(Stored entries)

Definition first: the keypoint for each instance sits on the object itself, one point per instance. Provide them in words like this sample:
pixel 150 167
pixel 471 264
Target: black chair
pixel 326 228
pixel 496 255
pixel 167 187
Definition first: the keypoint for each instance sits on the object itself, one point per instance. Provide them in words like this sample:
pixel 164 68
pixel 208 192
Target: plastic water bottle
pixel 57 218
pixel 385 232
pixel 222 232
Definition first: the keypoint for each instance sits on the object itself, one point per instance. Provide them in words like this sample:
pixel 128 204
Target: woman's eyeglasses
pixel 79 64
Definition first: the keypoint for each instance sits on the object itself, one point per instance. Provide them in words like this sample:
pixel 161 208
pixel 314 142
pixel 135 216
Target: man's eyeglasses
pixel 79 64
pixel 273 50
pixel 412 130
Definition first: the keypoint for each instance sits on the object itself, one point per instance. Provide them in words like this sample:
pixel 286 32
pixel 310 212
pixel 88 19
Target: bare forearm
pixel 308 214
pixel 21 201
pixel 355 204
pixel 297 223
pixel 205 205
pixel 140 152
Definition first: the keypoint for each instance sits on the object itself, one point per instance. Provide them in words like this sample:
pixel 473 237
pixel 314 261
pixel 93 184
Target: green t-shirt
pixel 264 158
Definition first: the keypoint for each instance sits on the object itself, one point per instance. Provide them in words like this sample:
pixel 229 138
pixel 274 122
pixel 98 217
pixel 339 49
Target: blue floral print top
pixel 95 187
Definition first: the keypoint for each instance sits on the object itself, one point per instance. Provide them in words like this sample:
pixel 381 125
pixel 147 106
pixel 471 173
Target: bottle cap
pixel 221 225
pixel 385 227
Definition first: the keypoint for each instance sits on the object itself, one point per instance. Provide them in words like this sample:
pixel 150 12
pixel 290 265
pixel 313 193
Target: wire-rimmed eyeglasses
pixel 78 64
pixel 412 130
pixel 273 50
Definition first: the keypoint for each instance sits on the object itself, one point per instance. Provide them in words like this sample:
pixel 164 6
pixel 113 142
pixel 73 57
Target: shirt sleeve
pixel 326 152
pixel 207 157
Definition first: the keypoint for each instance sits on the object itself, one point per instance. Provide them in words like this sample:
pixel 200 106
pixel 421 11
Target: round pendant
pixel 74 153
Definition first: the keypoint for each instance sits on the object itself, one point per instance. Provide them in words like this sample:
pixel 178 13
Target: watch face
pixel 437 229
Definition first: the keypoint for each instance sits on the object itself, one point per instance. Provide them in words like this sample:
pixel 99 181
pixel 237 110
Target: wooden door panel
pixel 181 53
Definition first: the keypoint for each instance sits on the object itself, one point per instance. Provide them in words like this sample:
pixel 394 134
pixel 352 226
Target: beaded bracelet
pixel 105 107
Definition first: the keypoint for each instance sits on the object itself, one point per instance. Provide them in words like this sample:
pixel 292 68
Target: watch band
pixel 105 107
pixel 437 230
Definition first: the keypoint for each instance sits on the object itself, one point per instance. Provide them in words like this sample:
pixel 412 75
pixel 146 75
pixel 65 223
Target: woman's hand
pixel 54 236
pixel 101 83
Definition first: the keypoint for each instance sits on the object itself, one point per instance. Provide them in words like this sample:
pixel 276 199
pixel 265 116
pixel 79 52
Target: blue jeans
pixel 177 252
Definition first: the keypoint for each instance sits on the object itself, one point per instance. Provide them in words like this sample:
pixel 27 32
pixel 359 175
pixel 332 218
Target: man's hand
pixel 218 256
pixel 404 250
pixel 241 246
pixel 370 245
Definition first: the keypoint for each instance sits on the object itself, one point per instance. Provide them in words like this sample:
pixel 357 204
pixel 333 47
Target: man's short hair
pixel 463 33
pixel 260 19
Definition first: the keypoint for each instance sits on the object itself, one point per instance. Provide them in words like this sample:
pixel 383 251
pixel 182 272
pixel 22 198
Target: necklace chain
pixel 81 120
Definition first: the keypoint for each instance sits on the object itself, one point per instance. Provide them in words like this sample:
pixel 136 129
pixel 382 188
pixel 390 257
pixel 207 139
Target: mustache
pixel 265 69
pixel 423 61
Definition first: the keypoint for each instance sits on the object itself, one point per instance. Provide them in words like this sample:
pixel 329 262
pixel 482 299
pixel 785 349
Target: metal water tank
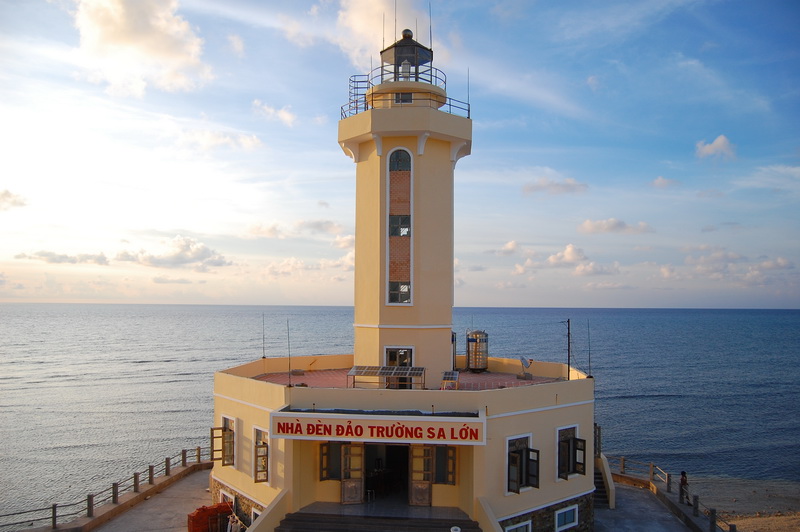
pixel 477 351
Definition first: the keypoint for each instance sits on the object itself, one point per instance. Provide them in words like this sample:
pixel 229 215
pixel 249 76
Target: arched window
pixel 400 160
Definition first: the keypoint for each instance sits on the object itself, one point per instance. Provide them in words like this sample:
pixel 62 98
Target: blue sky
pixel 625 153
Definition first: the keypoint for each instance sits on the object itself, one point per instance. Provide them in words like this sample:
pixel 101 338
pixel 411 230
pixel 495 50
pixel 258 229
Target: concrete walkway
pixel 637 510
pixel 167 511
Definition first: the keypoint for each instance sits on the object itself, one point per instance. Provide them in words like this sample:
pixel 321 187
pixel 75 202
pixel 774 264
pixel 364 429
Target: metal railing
pixel 62 513
pixel 651 472
pixel 359 100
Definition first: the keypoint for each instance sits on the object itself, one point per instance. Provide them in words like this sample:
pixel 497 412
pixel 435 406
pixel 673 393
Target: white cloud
pixel 612 225
pixel 344 242
pixel 554 184
pixel 9 200
pixel 663 182
pixel 592 268
pixel 570 255
pixel 319 226
pixel 283 115
pixel 270 231
pixel 51 257
pixel 236 44
pixel 721 147
pixel 129 44
pixel 180 252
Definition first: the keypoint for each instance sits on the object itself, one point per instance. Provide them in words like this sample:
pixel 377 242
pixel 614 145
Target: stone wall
pixel 243 506
pixel 544 518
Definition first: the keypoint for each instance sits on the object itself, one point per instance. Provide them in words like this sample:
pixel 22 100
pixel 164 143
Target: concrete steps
pixel 314 522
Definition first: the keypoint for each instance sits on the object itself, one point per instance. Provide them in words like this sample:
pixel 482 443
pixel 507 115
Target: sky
pixel 625 153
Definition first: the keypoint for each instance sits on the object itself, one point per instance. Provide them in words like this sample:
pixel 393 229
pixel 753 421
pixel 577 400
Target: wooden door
pixel 421 475
pixel 352 473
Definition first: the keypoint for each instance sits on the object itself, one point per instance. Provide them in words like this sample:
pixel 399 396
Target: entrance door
pixel 421 475
pixel 352 473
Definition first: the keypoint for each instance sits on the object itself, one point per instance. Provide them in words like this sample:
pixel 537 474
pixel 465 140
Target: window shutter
pixel 580 456
pixel 533 468
pixel 262 462
pixel 514 471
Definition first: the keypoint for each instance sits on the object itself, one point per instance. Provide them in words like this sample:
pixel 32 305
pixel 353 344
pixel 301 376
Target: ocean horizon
pixel 92 392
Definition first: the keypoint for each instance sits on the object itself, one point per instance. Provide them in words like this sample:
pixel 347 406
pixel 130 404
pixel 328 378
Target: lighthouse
pixel 360 439
pixel 405 136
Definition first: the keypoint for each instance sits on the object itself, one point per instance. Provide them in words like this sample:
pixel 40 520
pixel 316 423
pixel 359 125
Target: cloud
pixel 663 182
pixel 612 225
pixel 207 140
pixel 592 268
pixel 721 147
pixel 9 200
pixel 51 257
pixel 169 280
pixel 344 242
pixel 283 115
pixel 319 226
pixel 571 255
pixel 554 186
pixel 236 45
pixel 777 177
pixel 270 231
pixel 181 252
pixel 129 44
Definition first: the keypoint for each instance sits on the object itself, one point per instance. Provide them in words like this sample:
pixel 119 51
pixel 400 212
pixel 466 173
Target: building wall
pixel 538 410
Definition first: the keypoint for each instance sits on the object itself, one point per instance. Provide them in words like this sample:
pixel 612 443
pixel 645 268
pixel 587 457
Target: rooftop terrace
pixel 339 378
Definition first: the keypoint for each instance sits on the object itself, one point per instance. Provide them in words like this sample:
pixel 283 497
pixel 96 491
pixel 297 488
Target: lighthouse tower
pixel 405 136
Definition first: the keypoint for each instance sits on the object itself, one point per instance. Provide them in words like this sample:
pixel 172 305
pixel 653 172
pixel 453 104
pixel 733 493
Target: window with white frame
pixel 260 455
pixel 523 465
pixel 567 518
pixel 571 453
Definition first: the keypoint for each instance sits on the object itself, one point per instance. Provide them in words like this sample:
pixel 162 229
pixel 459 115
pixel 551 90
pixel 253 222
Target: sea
pixel 90 393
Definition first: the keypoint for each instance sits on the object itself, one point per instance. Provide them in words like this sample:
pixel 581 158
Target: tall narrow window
pixel 523 465
pixel 444 465
pixel 571 453
pixel 260 456
pixel 398 228
pixel 330 461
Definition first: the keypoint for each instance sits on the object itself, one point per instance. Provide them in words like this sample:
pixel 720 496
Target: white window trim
pixel 235 438
pixel 223 494
pixel 523 489
pixel 518 527
pixel 577 435
pixel 411 228
pixel 269 456
pixel 564 510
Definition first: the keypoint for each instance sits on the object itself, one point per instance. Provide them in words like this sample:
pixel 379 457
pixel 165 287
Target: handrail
pixel 55 514
pixel 651 472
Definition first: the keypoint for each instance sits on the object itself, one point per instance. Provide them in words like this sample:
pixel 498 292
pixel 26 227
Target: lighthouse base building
pixel 404 427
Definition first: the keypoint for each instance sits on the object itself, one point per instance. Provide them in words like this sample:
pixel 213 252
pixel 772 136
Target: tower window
pixel 399 225
pixel 399 292
pixel 400 160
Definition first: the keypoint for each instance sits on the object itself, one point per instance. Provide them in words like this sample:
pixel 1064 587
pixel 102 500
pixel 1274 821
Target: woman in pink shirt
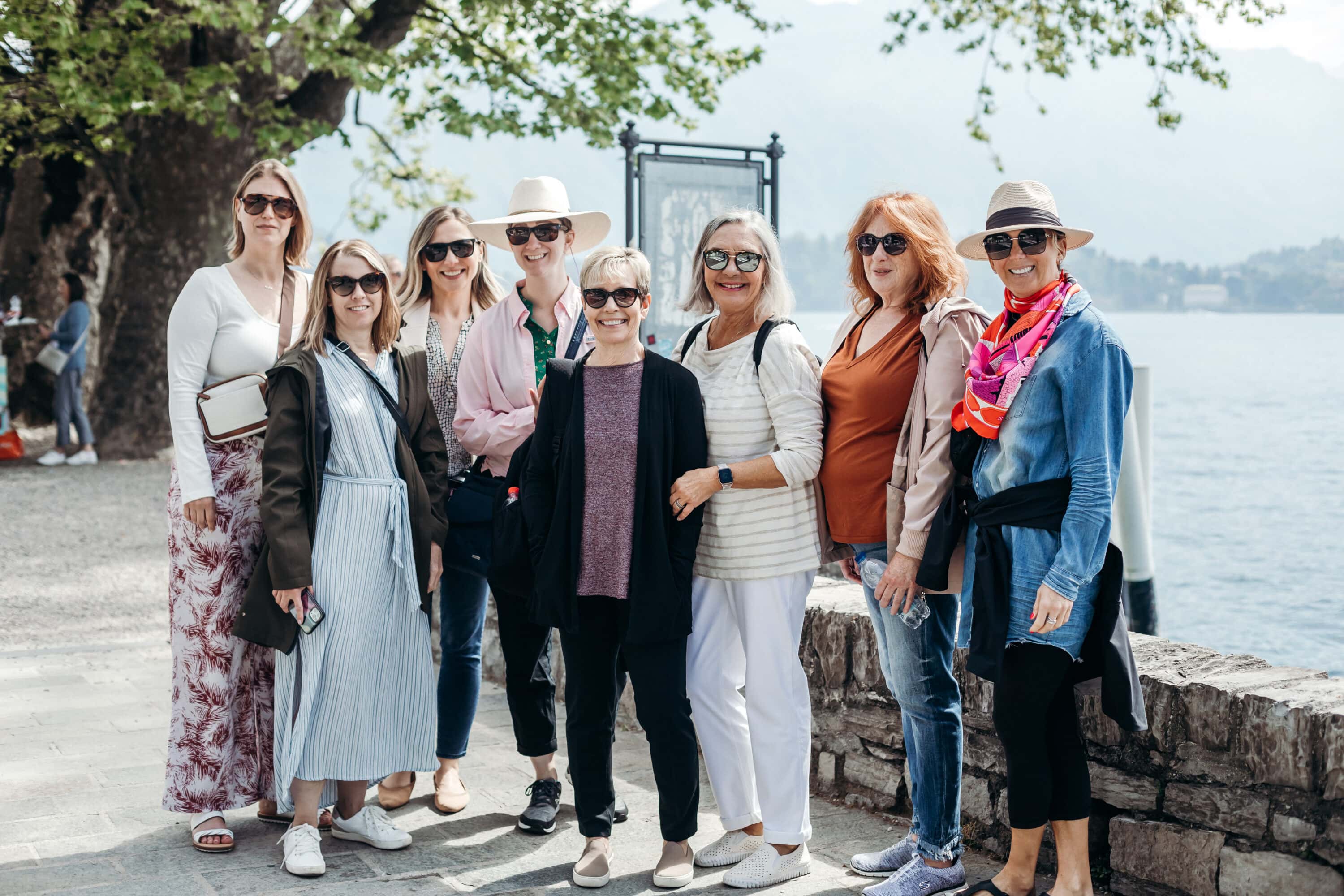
pixel 498 385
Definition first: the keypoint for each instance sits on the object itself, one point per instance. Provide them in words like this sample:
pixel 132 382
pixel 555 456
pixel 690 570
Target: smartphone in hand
pixel 307 612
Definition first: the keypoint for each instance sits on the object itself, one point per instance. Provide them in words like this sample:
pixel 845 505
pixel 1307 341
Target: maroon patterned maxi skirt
pixel 220 738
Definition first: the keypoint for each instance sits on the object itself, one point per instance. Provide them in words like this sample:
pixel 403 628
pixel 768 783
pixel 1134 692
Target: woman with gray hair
pixel 760 548
pixel 613 559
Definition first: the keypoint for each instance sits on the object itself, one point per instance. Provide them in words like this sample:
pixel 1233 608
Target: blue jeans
pixel 461 609
pixel 917 664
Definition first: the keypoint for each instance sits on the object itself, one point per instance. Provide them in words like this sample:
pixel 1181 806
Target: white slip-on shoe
pixel 370 825
pixel 303 852
pixel 767 868
pixel 729 849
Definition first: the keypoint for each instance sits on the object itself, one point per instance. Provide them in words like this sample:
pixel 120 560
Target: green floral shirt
pixel 543 343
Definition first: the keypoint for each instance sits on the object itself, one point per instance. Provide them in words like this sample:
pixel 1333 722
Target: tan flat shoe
pixel 396 797
pixel 448 802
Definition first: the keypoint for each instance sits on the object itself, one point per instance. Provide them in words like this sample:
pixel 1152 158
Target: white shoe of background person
pixel 370 825
pixel 767 868
pixel 729 849
pixel 303 852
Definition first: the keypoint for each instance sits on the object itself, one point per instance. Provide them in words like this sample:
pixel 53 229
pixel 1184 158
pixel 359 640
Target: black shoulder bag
pixel 472 499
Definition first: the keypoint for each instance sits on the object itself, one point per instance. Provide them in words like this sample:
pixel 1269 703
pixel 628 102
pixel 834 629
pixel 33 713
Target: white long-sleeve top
pixel 760 534
pixel 214 334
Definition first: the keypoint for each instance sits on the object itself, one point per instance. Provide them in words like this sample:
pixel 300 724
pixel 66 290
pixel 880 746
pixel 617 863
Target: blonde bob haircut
pixel 320 323
pixel 300 230
pixel 776 297
pixel 928 242
pixel 611 263
pixel 486 287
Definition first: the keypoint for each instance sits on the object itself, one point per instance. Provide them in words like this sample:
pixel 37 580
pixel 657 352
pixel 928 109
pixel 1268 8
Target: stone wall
pixel 1237 789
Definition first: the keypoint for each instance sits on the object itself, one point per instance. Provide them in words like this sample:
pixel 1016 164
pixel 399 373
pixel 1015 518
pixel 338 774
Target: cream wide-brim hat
pixel 1015 206
pixel 543 199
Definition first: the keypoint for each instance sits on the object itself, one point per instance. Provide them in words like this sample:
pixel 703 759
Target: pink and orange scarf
pixel 1006 354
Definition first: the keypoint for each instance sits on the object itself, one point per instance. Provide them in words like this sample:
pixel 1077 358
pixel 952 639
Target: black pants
pixel 592 689
pixel 1038 724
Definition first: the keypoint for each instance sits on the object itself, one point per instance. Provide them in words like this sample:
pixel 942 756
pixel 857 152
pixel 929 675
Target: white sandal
pixel 197 836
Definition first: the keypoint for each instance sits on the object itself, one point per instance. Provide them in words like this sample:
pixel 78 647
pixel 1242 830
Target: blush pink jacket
pixel 498 369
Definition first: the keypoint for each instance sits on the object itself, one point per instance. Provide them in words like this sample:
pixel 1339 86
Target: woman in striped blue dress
pixel 355 702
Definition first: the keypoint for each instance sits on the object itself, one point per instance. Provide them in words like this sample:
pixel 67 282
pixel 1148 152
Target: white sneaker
pixel 303 852
pixel 767 868
pixel 729 849
pixel 370 825
pixel 56 457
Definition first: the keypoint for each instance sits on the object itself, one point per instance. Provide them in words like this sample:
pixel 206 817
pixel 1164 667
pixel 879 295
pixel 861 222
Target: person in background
pixel 355 695
pixel 1047 388
pixel 892 381
pixel 498 386
pixel 449 285
pixel 69 400
pixel 625 595
pixel 225 324
pixel 758 554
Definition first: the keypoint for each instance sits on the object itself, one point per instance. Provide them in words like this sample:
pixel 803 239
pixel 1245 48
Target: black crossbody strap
pixel 402 424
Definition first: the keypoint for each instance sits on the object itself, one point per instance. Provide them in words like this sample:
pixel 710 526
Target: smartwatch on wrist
pixel 725 477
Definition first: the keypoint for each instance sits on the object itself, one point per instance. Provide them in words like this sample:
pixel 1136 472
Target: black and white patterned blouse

WHAT YOU SHOULD DO >>
Retype the portion of the data above that starts on the line with "Target: smartphone in hand" and finishes on the line with "pixel 403 628", including both of those lines.

EXPECTED ANSWER >>
Target: smartphone in hand
pixel 307 612
Definition first: the keypoint for each instance sits on the object itself, one point per instance. Provide them in words like this sample:
pixel 845 505
pixel 1307 341
Target: maroon patterned maxi skirt
pixel 220 738
Definition first: the keypoint for each instance sits on the object itself, one point per instance. Provide them in words like this sample:
pixel 403 628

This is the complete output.